-- Start Dataset entries --
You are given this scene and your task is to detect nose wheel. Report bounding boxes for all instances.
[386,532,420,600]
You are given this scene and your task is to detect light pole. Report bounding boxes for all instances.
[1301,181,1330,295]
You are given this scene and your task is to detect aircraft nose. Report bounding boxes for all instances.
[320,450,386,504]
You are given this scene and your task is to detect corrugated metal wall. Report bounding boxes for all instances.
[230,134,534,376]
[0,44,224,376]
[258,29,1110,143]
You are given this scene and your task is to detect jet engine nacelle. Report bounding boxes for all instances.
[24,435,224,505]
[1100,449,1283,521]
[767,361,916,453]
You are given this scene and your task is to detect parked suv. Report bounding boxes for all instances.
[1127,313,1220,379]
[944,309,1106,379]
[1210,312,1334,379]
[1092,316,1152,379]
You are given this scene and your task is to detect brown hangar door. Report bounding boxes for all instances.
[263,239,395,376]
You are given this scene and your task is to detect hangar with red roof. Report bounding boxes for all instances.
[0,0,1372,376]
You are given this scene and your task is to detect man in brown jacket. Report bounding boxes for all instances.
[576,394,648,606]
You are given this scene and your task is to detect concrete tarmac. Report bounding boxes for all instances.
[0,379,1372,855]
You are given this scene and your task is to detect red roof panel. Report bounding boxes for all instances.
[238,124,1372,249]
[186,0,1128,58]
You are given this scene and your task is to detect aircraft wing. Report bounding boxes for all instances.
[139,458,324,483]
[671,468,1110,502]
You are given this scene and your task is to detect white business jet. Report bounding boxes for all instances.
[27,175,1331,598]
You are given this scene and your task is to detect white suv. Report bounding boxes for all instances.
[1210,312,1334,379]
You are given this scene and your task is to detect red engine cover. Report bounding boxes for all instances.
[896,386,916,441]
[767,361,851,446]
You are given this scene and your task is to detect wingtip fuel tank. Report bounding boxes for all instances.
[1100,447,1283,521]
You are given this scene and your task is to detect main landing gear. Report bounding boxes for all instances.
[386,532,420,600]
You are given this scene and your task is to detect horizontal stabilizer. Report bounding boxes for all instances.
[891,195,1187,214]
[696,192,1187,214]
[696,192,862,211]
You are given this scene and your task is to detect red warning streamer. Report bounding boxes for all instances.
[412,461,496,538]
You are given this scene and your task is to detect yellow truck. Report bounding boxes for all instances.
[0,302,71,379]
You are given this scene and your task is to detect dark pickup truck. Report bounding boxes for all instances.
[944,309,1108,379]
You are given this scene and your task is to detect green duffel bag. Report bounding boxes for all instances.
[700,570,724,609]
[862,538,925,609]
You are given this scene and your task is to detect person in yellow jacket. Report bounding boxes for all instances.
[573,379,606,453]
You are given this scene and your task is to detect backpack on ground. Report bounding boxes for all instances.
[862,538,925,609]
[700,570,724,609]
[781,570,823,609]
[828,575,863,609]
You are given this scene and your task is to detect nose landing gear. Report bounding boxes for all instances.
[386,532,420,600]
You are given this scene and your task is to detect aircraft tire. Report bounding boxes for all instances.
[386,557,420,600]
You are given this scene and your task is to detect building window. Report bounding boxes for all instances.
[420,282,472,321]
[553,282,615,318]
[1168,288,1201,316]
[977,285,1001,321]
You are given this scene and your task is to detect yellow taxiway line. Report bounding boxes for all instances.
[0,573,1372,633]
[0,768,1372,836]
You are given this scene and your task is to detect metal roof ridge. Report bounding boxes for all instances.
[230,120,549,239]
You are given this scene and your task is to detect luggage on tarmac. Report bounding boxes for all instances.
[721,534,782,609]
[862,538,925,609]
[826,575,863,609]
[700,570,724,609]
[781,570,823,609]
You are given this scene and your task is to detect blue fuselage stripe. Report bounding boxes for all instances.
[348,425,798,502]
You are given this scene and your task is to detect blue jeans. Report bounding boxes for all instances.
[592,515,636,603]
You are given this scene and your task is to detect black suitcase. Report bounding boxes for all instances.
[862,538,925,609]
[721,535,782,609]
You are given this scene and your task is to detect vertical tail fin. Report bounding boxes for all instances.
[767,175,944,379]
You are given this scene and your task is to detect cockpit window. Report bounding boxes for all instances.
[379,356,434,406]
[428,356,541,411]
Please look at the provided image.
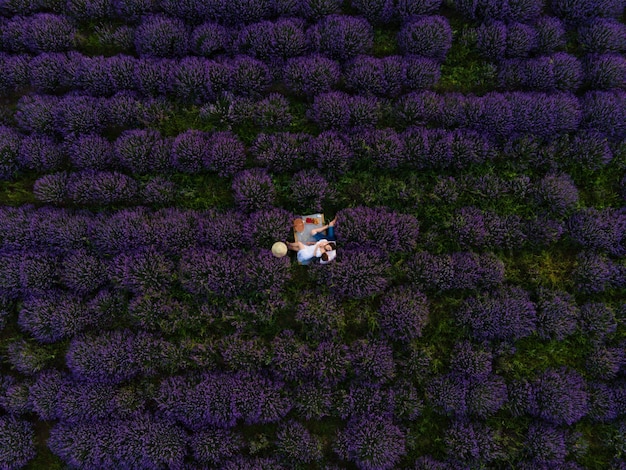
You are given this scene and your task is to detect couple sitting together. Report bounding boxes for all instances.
[287,217,337,264]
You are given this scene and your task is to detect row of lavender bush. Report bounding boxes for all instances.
-- End Dataset entries --
What this task involves: Recast every line of the records above as a numbered list, skipping any blank lines. Leave the pictures out of your answer.

Right answer:
1. You are given this scene and your task is to detect nose wheel. Report bounding boxes for all instances.
2. [386,532,420,600]
3. You are given this scene and your task is to detect light pole. Report bounding boxes for all instances.
4. [1301,181,1330,295]
5. You are given this scene and your task is to detect aircraft nose. Report bounding boxes for all instances.
6. [320,450,386,504]
7. You are given this scene and your task is to detect corrugated metal wall. Report bounding boxes for all instances.
8. [230,134,534,376]
9. [0,44,224,376]
10. [258,29,1110,143]
11. You are given this scene and your task is to detect jet engine nacelle. Report bounding boxes for all instances.
12. [24,435,224,505]
13. [1100,449,1283,521]
14. [767,361,916,453]
15. You are given this scene and your task is to detect parked suv. Report bounding boxes for all instances.
16. [1127,313,1220,379]
17. [944,309,1106,379]
18. [1210,312,1334,379]
19. [1092,316,1152,379]
20. You are given this scene and your task is to detect brown hangar door. Report bounding boxes for all instances.
21. [263,239,395,376]
22. You are given this scene and your task is to detect hangar with red roof. Report bounding boxes for all instances.
23. [0,0,1372,376]
24. You are given this scene and your task is to detect man in brown jacket. Report bounding boxes for all instances.
25. [576,394,648,606]
26. You are given this scene and your task is to detect concrete tarmac. Report bounding boxes for all instances.
27. [0,379,1372,855]
28. You are given this scene and your task is to detect red roof panel. Report bounding boxes for all instances.
29. [238,124,1372,249]
30. [186,0,1128,58]
31. You are given this scene and your task is to detect aircraft wing. Report bounding boxes for all instances.
32. [139,458,324,483]
33. [671,468,1110,502]
34. You are given this scene and your task is to detect white business jet. Report bounding boxes for all instances.
35. [27,175,1331,598]
36. You are given this scene and your task is to detect white suv. Report bounding boxes for all instances.
37. [1210,312,1334,379]
38. You are given this scene and your task is to detect red engine cover. Report bounding boxes for all instances.
39. [896,386,916,441]
40. [767,361,851,446]
41. You are given this scene and your task is to detect wingtip fuel tank. Report bounding boxes for all instances.
42. [1100,447,1283,521]
43. You are given this scene and your task is to detect main landing gear. Report bounding boxes for all instances.
44. [386,532,420,600]
45. You are given this scene and your task is to detect horizontal stabilizer. Report bounding boxes for all instances.
46. [891,195,1187,214]
47. [696,192,1187,214]
48. [696,192,862,211]
49. You are given this scene and your task is to detect red warning streamer. Report bounding boxes for all instances.
50. [412,461,496,538]
51. You are given this scene and your task is to detect yellow truck. Report bounding boxes for all instances.
52. [0,302,71,379]
53. You are given this scene and your task is to detect dark pickup truck. Report bounding boxes for all instances.
54. [944,309,1108,379]
55. You are given this scene and your task is to detect green duffel bag. Report bounding boxes for all instances.
56. [700,570,724,609]
57. [862,538,925,609]
58. You are given this scene and your task is to detect person in yellow jacket. Report bounding boxes for all instances.
59. [573,379,606,453]
60. You are given this scene and your task is to detect backpack on ground. Report bounding boxes for all instances.
61. [862,538,925,609]
62. [700,570,724,609]
63. [781,570,823,609]
64. [828,575,863,609]
65. You are given this scene and your task is to detect nose landing gear. Report bounding boxes for all instances.
66. [386,532,420,600]
67. You are given this scene and your task is to detect aircraft tire. Report bounding boxes for all instances.
68. [386,557,420,600]
69. You are given this scene and your task is to detect building window. Report bounding boxes for all instances.
70. [420,282,472,321]
71. [553,282,615,318]
72. [1168,288,1201,316]
73. [977,285,1001,321]
74. You are given this scene and your task is to detect yellow taxiway line. Report bounding boxes for all instances.
75. [0,573,1372,633]
76. [0,768,1372,836]
77. You are given this scene and your task is to detect metal roof ridge. Report bounding boxes for all instances.
78. [230,120,549,239]
79. You are given this scene and your task is to detect luggage on tarmac. Report bounding boxes for all instances.
80. [721,534,782,609]
81. [862,538,925,609]
82. [826,575,863,609]
83. [700,570,724,609]
84. [781,570,823,609]
85. You are given this scene and your task is to detect blue fuselage stripe. Report bounding boxes for all instances.
86. [348,425,798,502]
87. You are given this scene and your task is to detect blue jeans. Report bounding boxes for all instances.
88. [592,515,636,603]
89. You are given this scene and your task is to detect black suitcase. Report bounding boxes for all instances.
90. [862,538,925,609]
91. [721,535,782,609]
92. You are given this scene and your task is to detect vertical tail fin. Report bounding boxes for all instances.
93. [767,175,944,379]
94. You are given this scene and your task is to detect cockpit window. Report bounding boxes for all instances.
95. [379,356,434,406]
96. [428,356,541,411]
97. Please look at the provided image.
98. You are given this scene and your task is to detect couple sitting together. Report bounding boxes for all instances.
99. [287,217,337,264]
100. You are given this scene and your task is to detect row of lavender bush. Report bounding boxes for all instances.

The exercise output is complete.